BEGIN Input

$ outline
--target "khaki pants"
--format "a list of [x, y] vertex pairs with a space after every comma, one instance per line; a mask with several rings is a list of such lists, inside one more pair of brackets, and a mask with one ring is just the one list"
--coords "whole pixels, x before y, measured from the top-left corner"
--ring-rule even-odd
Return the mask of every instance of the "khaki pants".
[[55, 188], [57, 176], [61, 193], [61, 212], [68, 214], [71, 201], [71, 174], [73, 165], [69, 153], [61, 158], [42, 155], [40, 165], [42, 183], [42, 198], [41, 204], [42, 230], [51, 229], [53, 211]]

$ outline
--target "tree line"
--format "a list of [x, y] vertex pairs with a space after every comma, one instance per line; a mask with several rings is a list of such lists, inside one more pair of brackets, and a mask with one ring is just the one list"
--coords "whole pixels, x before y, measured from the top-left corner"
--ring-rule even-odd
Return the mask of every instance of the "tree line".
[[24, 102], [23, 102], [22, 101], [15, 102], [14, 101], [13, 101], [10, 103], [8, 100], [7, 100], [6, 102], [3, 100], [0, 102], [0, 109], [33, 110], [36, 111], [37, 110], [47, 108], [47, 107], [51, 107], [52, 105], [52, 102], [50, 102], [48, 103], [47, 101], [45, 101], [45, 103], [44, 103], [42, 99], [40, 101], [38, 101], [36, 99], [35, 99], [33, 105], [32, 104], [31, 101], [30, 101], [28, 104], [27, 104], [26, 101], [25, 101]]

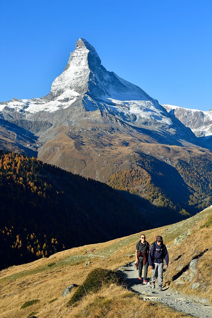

END Input

**Objective**:
Copy every line of the recorded data above verbatim, omitting the pictures.

**Output of the task**:
$ outline
--target "khaki pants"
--format "a list of [x, y] vertex pairs with a space after every comma, one instance per line; a mask with several rings is a list of such lists, inside one more pair of brackets, and a mask with one ring is just the one list"
--coords "whole pixels, x before y, measured from the top-left corner"
--ring-rule even-odd
Return the mask of every instance of the "khaki pants".
[[55, 188], [57, 176], [61, 193], [61, 212], [68, 214], [71, 201], [71, 174], [73, 165], [69, 153], [61, 158], [42, 155], [40, 165], [42, 183], [42, 198], [41, 204], [42, 230], [51, 229], [53, 211]]

$ outline
--target "tree line"
--format "a list of [x, y] vertex pairs with a space after every comma, one instance per line; a mask with several rings is a list of such lists, inside one more pair of brackets, and a mask with one ring is just the one list"
--coords "whole pixels, x before y, measured from the top-left corner"
--ring-rule even-odd
Return the mask of every instance of the "tree line".
[[24, 102], [23, 102], [22, 101], [15, 102], [14, 101], [13, 101], [10, 103], [8, 100], [7, 100], [6, 102], [3, 100], [0, 102], [0, 109], [33, 110], [36, 111], [37, 110], [47, 108], [47, 107], [51, 107], [52, 105], [52, 102], [50, 102], [48, 103], [47, 101], [45, 101], [45, 103], [44, 103], [42, 99], [40, 101], [38, 101], [36, 99], [35, 99], [33, 105], [32, 104], [31, 101], [30, 101], [28, 104], [27, 104], [26, 101], [25, 101]]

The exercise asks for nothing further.